◆ ИСХОДНЫЙ ДОКУМЕНТ ◆
В Загорье мы оставили мать, сестру Анну, троих младших: Павлика, Машу, Васю. Родственник по фамилии Вицкоп отвез нас на станцию Панская, а не в Пересну, чтобы меньше нас видел кто-либо из знакомых. Может возникнуть вопрос: знал ли Александр обо всем том, что произошло в нашей семье в эти последние месяцы тридцатого года?

Александр ничего об этом не знал. Думаю, что он не знал и о том, что мы вступали в колхоз. На тот период переписка с Александром приостановилась, да и порадовать его мы ничем не могли. Можно, конечно, думать, что каким-то путем кое-что ему могло быть известно, но это лишь предположительно.

◆ ЗАДАНИЯ К ВЫПОЛНЕНИЮ ◆
1 – На какую станцию, согласно исходному документу, родственник по фамилии Вицкоп отвез уезжавших из Загорья?
2 – Перепишите дословно фрагмент исходного документа, начиная со слов «В Загорье мы» и далее вплоть до слов «это лишь предположительно.».

◆ НАБОР МАТЕРИАЛА ◆
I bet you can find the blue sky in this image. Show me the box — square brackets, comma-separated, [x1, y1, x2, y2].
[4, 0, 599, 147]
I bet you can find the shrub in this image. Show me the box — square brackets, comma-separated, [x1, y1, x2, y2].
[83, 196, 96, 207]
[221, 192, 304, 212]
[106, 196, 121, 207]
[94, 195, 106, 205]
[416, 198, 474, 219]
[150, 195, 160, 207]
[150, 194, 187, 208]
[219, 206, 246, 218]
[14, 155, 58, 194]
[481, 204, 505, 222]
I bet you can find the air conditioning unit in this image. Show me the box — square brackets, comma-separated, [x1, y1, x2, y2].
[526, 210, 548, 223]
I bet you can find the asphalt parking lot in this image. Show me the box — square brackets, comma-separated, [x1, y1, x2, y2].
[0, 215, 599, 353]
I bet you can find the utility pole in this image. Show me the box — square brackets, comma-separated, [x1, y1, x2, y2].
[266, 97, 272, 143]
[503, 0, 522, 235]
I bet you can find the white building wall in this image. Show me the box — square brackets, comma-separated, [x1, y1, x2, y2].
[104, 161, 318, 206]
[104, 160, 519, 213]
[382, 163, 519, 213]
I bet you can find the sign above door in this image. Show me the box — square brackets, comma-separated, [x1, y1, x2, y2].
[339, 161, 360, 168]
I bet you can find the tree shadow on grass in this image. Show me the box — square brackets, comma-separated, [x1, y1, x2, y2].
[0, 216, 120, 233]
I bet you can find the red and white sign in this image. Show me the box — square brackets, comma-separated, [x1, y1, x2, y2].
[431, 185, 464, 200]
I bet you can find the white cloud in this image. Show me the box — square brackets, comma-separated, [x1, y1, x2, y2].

◆ ПИСЬМЕННЫЕ ОТВЕТЫ ◆
1 – На станцию Панская, а не в Пересну.

2 –
В Загорье мы оставили мать, сестру Анну, троих младших: Павлика, Машу, Васю. Родственник по фамилии Вицкоп отвез нас на станцию Панская, а не в Пересну, чтобы меньше нас видел кто-либо из знакомых. Может возникнуть вопрос: знал ли Александр обо всем том, что произошло в нашей семье в эти последние месяцы тридцатого года?

Александр ничего об этом не знал. Думаю, что он не знал и о том, что мы вступали в колхоз. На тот период переписка с Александром приостановилась, да и порадовать его мы ничем не могли. Можно, конечно, думать, что каким-то путем кое-что ему могло быть известно, но это лишь предположительно.